[start of GIVEN TEXT]
James Sidney Larkins—known to most as “Sid”—was the kind of man newspapers loved to romanticize. A card dealer, gambler, and drifter, Sid cut a sharp figure: good-looking, expressive, and brooding. But beneath the gentleman’s exterior was a man driven by obsession and an unrelenting need to control the woman he could never fully possess: Josie Hill.
Sid first met Josie Hill in Salt Lake City sometime before June 1891. At the time, she was living and working in a house of sex work on State Street. When Ed Callahan, a wealthy man known to be flaunting a roll of bills, was shot and killed during a late-night buggy ride with Josie near the hot springs outside Salt Lake, suspicion naturally swirled. At least eight suspects were considered, but Sid—though not initially named—was rumored to be one of the men who may have helped orchestrate the ambush.
In 1892, Josie and Sid both appeared in court proceedings related to the murder. Josie’s name headlined the Salt Lake Herald, but Sid’s name surfaced in the margins—suggesting proximity if not direct involvement. Whether he was a shadowy accomplice or just a man infatuated with the wrong woman at the wrong time remains unresolved. But they lived together shortly after the murder, and wherever Josie went in the years that followed, Sid was never far behind.
They attempted to settle into a semblance of domestic life. Sid earned money dealing cards in gambling halls, while Josie remained in sex work—often pressured by her mother to continue. Frustrated with her mother’s interference, Sid even paid her fare to Ireland, hoping to send her away for good. But her mother took the money and never left. The emotional toll proved too heavy. Josie fled Salt Lake, tried to start fresh in Boise at her mother’s urging, and eventually returned to Idaho Falls in 1894—hoping the rugged isolation of a remote railroad town might offer some peace.
Sid followed.
In Idaho Falls, Josie rented a room on what locals then called Soiled Dove Island. It was a narrow piece of land in the Snake River, home to two buildings: the city jail and a house of ill repute. Sid found her there and resumed his manipulative, jealous pursuit. In late 1895, he beat her, was jailed briefly, released, and then threatened her life. She dared him to do it.
On Christmas morning, 1895, he did.
After losing at cards in the Exchange Saloon, Sid borrowed a coat, stole a pistol from behind the bar, and walked across the icy bridge to the island. He entered Josie’s room and said, “You remember what I told you last night.” Josie, exhausted, replied, “Then do it.” He shot her in the back.
She didn’t die immediately. Josie lingered nearly two weeks before finally succumbing to her wounds. Meanwhile, Sid fled but was captured within a day, hiding in brush four miles from town. The revolver was recovered from the frozen river where he had tried to discard it. He had also attempted to slit his throat but failed, suffering only superficial wounds.
[end of GIVEN TEXT]
EXERCISE AIM: Which years are mentioned in the account of Sid Larkins and Josie Hill? List each one once.
[start of GIVEN INFORMATION]
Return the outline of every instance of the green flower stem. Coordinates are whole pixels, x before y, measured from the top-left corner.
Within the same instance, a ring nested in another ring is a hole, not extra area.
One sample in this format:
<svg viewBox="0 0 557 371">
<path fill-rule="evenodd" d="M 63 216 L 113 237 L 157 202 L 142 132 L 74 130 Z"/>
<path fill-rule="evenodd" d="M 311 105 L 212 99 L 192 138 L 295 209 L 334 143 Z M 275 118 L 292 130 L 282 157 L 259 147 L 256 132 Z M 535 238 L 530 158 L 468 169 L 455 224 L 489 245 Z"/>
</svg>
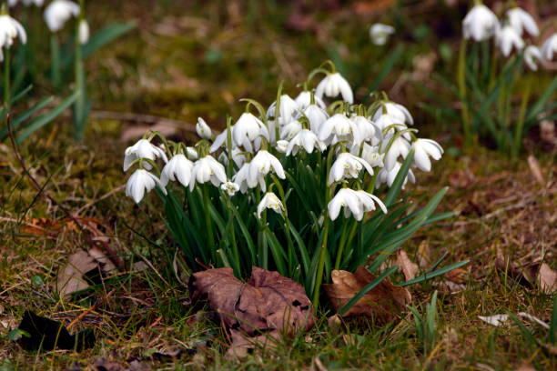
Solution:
[end of GIVEN INFORMATION]
RESPONSE: 1891, 1892, 1894, 1895